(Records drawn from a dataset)
»»
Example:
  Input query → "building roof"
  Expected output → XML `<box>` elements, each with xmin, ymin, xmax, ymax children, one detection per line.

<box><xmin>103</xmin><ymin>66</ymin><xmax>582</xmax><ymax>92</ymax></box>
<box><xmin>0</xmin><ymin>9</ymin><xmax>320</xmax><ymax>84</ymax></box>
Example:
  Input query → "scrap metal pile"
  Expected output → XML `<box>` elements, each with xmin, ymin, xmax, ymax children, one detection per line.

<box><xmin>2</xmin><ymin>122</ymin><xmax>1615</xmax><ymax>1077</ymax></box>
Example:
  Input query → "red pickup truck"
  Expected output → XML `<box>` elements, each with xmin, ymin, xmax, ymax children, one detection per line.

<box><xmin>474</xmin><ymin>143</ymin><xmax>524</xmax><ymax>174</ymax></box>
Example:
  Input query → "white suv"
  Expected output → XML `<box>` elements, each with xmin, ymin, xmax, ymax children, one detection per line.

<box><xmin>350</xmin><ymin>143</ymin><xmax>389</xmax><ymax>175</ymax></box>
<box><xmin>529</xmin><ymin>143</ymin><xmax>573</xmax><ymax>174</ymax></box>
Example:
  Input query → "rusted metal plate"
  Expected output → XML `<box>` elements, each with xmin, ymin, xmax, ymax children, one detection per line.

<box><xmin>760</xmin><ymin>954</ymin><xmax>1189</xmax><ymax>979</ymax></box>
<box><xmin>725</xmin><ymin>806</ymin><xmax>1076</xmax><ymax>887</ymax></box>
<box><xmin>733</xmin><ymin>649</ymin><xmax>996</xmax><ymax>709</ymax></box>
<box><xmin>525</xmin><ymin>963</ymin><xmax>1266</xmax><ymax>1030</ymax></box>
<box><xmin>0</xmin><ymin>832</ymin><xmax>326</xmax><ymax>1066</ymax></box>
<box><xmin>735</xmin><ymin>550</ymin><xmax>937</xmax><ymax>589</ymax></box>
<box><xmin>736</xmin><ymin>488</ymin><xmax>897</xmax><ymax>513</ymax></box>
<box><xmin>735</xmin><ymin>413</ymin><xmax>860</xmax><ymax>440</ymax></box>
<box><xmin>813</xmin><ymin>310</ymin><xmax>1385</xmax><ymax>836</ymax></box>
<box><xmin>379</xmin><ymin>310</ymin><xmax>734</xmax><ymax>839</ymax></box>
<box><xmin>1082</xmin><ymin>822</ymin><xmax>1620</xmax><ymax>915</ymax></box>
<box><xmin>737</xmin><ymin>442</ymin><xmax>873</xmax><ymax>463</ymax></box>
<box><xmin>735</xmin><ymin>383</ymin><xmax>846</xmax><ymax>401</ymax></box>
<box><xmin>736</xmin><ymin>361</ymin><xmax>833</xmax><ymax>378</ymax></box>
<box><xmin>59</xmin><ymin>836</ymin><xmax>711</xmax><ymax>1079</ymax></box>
««
What you should do:
Read the data above. Pull out each line in which the string "query" appears.

Task output:
  Input query → "building roof"
  Input query → "scrap metal pile"
  Input query → "red pickup truck"
  Input query → "white suv"
  Input query → "rusted metal plate"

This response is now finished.